[Supplied records Boundary: Start]

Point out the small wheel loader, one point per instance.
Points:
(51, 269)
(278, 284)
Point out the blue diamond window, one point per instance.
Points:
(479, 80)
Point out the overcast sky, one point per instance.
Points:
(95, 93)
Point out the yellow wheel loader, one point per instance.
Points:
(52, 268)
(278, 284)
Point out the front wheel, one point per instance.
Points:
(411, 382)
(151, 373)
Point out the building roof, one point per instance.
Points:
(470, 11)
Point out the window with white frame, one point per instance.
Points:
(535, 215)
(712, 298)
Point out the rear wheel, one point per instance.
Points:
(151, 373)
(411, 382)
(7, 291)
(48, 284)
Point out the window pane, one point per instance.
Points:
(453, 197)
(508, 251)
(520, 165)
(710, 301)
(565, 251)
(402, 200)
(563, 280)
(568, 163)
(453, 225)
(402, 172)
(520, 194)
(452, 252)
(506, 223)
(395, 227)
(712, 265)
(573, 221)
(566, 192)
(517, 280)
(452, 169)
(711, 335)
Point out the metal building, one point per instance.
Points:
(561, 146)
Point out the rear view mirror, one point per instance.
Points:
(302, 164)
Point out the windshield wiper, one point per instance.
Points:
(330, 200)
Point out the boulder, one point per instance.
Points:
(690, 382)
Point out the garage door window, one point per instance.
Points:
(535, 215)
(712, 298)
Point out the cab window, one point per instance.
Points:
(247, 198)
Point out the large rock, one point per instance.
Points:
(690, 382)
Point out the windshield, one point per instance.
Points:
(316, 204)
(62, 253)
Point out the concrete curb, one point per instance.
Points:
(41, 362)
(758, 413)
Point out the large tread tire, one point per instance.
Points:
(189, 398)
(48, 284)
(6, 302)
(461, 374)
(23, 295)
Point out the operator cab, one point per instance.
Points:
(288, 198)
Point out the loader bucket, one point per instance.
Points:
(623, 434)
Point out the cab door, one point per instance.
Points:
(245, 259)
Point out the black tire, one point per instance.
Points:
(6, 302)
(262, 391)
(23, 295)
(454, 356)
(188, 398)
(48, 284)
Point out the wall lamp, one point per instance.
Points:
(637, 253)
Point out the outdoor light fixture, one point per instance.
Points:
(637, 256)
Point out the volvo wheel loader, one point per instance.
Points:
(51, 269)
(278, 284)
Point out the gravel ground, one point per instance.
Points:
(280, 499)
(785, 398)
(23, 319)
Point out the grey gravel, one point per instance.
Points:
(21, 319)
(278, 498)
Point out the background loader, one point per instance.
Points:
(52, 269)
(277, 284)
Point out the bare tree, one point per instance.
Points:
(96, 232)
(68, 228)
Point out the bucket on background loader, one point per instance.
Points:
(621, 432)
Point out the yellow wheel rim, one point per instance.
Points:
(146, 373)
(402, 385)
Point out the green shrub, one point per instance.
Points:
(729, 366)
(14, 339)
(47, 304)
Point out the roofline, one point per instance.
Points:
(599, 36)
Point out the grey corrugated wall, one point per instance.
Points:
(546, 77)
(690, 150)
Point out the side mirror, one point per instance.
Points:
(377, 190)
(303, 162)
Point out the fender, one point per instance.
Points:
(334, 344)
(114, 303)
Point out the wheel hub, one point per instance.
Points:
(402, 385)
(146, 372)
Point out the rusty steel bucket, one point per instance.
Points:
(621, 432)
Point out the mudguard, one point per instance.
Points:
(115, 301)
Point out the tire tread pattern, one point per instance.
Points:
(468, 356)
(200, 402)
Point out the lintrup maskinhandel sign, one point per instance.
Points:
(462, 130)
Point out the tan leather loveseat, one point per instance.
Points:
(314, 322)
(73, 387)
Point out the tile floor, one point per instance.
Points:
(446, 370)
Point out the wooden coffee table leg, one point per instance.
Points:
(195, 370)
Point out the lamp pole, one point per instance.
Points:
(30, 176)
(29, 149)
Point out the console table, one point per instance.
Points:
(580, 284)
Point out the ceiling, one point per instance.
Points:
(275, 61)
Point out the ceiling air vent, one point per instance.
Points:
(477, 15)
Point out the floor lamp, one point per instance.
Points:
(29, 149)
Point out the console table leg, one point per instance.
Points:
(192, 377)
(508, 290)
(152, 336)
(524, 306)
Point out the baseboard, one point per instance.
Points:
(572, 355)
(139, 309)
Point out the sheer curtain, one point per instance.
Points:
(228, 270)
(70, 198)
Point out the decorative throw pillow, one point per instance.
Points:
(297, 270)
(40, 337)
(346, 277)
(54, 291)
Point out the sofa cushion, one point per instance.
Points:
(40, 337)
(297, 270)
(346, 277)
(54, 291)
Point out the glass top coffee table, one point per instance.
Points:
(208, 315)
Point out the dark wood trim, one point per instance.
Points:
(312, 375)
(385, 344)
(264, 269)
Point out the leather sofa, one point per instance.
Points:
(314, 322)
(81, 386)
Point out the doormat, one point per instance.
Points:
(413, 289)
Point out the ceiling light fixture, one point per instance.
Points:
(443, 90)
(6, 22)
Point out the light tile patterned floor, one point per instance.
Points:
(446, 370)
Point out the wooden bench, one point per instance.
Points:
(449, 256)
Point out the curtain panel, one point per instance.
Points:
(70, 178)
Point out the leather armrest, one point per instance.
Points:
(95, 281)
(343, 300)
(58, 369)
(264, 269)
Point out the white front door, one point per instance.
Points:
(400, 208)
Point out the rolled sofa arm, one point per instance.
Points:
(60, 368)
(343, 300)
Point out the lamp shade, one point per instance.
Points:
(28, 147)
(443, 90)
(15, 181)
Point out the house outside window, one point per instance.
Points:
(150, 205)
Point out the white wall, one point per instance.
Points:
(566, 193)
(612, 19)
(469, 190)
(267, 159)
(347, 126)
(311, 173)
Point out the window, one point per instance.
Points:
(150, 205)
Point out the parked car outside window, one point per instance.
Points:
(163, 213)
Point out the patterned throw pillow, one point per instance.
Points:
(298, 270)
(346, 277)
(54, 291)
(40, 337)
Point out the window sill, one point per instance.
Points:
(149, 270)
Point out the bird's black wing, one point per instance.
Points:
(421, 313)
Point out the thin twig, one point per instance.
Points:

[Supplied records Boundary: End]

[What to produce] Check each line of the records above for the string "tire", and report every line that has it.

[Answer section]
Point out the large tread tire, one point per instance.
Point out the black tire, one point per instance.
Point out the tire tread pattern, one point per instance.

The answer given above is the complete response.